→ **Given instruction**
Leave out the pictures and copy the remaining records exactly.

======== Data entries ========

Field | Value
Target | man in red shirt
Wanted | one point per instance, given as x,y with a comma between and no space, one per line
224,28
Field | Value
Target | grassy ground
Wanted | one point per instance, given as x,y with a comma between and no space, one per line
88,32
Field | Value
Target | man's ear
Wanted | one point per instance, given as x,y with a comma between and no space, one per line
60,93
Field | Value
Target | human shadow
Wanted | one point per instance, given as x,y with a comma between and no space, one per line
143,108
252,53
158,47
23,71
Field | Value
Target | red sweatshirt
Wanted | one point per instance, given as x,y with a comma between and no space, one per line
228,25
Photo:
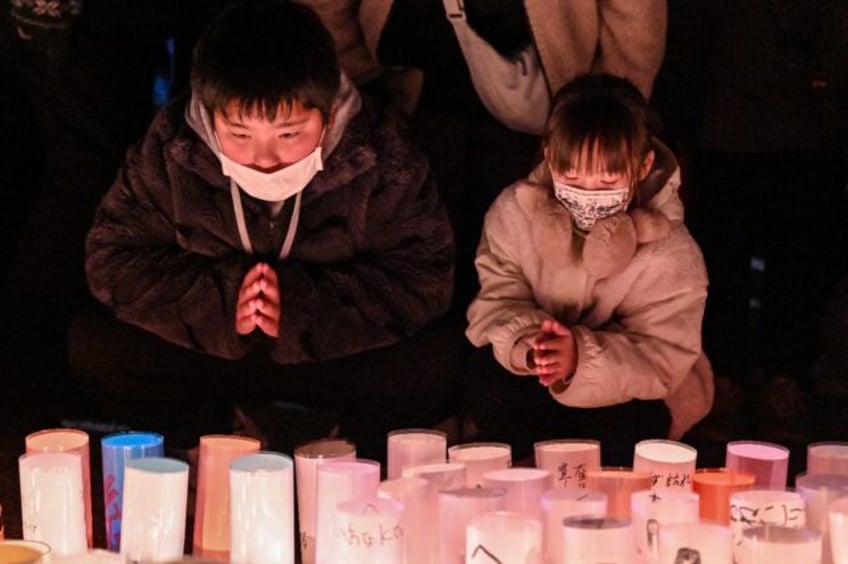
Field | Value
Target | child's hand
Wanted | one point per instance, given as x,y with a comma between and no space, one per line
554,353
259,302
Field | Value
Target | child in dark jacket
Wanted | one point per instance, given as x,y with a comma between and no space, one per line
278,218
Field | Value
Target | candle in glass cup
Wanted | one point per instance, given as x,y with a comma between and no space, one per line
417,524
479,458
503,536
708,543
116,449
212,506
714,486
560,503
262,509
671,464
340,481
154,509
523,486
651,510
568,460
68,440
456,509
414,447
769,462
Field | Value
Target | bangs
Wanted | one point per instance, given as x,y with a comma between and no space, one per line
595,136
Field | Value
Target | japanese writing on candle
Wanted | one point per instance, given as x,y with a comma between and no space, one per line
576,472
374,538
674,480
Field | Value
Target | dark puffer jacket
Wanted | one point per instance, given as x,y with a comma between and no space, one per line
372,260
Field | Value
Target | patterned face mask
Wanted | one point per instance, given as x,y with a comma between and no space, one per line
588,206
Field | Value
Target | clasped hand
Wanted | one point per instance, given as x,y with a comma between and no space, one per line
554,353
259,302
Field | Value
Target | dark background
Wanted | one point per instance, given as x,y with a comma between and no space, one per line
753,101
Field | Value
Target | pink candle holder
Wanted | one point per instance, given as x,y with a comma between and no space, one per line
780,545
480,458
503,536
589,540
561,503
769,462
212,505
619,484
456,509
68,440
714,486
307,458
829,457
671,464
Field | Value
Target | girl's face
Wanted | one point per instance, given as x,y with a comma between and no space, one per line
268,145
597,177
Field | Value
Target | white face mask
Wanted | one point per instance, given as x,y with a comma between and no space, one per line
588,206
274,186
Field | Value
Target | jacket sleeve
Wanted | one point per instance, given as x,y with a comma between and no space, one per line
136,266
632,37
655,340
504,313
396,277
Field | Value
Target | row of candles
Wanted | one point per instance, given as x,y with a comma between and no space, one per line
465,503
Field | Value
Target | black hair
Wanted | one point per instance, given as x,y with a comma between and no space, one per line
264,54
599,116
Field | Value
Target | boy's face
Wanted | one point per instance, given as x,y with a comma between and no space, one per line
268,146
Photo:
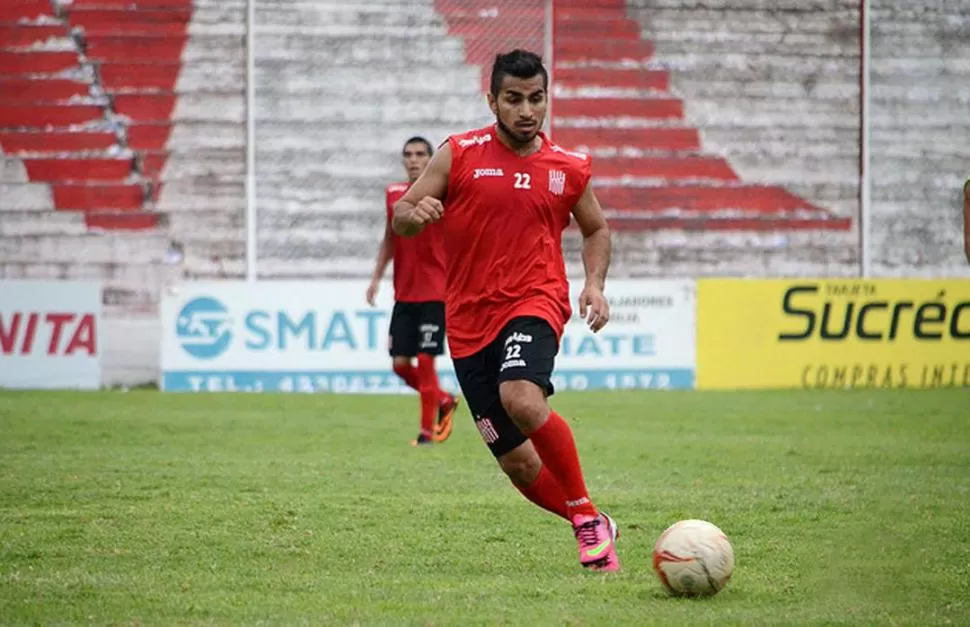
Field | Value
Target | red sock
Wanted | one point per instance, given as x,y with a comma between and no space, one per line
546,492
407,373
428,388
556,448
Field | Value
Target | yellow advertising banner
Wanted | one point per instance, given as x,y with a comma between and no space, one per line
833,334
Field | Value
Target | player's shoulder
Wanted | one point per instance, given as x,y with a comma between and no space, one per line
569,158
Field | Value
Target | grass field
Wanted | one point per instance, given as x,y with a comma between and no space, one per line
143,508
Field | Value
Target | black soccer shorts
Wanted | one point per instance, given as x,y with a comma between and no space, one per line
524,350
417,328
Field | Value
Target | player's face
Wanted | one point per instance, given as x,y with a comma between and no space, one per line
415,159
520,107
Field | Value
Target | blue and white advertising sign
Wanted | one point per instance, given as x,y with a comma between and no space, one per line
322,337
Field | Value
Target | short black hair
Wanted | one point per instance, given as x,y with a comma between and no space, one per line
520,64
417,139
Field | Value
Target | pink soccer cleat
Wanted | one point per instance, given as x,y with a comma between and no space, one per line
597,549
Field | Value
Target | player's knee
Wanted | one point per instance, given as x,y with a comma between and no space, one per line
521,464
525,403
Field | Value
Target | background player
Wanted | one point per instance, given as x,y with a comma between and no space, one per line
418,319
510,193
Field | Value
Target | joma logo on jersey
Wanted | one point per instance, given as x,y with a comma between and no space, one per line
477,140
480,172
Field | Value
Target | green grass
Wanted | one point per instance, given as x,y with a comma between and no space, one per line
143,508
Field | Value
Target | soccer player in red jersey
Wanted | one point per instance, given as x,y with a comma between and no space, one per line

========

→ **Reply**
Field | Value
Target | man in red shirt
Wanted | one point per instance, given as x,y with a comma between and no space, one per line
224,28
Field | Value
Target | grassy ground
Wanted | one point per instance, given as x,y with a comma between and no space, one per line
88,32
Field | Value
Target | man's ear
Wanted | one point per instance, given as x,y with a comma between and no space, one per line
60,93
Field | Value
Target | human shadow
Wanted | one point per instance, given as x,y with a comma between and no space, one per line
143,108
252,53
158,47
23,71
Field | Value
Target | red sweatshirt
Wanted | one point per instance, given as x,y with a comma between and no space, one per line
228,25
Photo:
Field | Value
Target | child's hand
Wanted | one point per instance, given as x,y with a comma between and no space, one per line
554,353
259,302
Field | Value
Target | child in dark jacket
Wanted | one point per instance, given as x,y with a comma between and no space, one per line
278,218
Field | Value
Target | candle in glass cup
Wanted | one point per instance, given as x,y with a comma between and no space, one per line
417,524
479,458
503,536
708,543
116,449
212,506
714,486
560,503
262,509
671,464
340,481
154,509
523,486
651,510
568,460
68,440
456,509
414,447
769,462
Field | Value
Target | bangs
Wanted | one point per instance, given as x,y with a comma between and no space, one per line
595,136
Field | Value
Target | japanese writing on candle
Wanted | one point per instance, given as x,y with a comma between and no space, one per line
576,472
374,538
674,480
Field | Value
Target | dark puffer jacket
Wanted | one point per instance, given as x,y with a comma between and no space, one per line
372,260
Field | Value
Target | patterned face mask
Wanted | one point per instance, given as x,y with a comma between and no space, one per line
588,206
Field | Value
Target | clasped hand
Wanted | one point per instance, given as x,y with a comma between and no space, one per line
554,353
259,302
Field | Value
Target | dark background
Wanted | one point per instance, given as x,y with a comma between and no space, one per line
753,101
Field | Value
Target | pink candle holder
Wanted | one point per instance, given as x,y with a comma between and no space, one per line
780,545
480,458
503,536
589,540
561,503
769,462
212,505
619,484
456,509
68,440
714,486
307,458
829,457
671,464
Field | Value
Target | girl's face
Wanted | one point per instance, given as x,y with a comma between and no space, one per line
268,145
597,177
Field | Value
Target | white face mask
Wanted | one point per instance, given as x,y with a comma between and no space, one per line
588,206
274,186
Field | Value
Target | jacket sleeve
Wanted | one point per instance, given as x,y with a comma between and no space, one per line
136,266
632,37
655,340
504,313
396,277
Field | Value
Target | row of candles
Wanted | one point per instance, given as x,y with a comma between and no space, one per line
465,503
Field | Value
Target | black hair
Wanted | one point per instance, given as x,y with a comma between and no space, one per line
264,54
599,116
Field | Value
Target | boy's face
Wanted | one point per instance, given as x,y with a comma between and no space, one per line
268,146
Photo:
Field | Value
Target | red sock
Wanted | one point per instance, given as x,y with a comma between and no space, one per line
546,492
407,373
428,388
556,448
Field | Value
Target | yellow advertising banner
Wanted | one point per instance, given as x,y with a comma between and no space, one per line
833,334
Field | Value
Target | player's shoulder
Wanted | one point per instance, given as x,y with a comma between and no space, one per line
569,158
Field | Value
Target | grass field
Wanted | one point per instance, given as x,y with a comma between and no space, one per line
143,508
Field | Value
Target | black soccer shorts
Wanted | one point per instance, given as x,y with a comma between and no space, one per line
524,350
417,328
Field | Value
Target | player's face
Wanted | one point per instance, given as x,y with a comma between and no space, one per line
415,159
520,107
Field | Value
Target | blue and white advertising sign
Wanted | one point per instance, given as x,y with a comma between and no space, one per line
322,337
Field | Value
Target | short black hair
Wanted | one point per instance, given as x,y with a comma between and no space, one per line
520,64
417,139
Field | Value
Target | pink soccer cleat
Wanted | one point per instance, given as x,y with a comma between and no space, one per line
597,549
Field | Value
Target | player's knee
Wanted | one point per instance, given as x,y with a comma between and no space, one per line
521,464
525,403
Field | Value
Target | background player
Wanted | one point per instance, given as x,y with a comma between and no space, one per line
418,319
510,193
Field | Value
Target | joma logo on jersey
Wanted | one point per instance, given as x,y with a comma between and no space, one per line
477,140
480,172
Field | Value
Target | green grass
Wanted | one point per instance, given as x,y with a comma between and no space, one per line
143,508
Field | Value
Target | soccer player in red jersey
Wanted | one point per instance, given as x,y with a comma between and no space, one per line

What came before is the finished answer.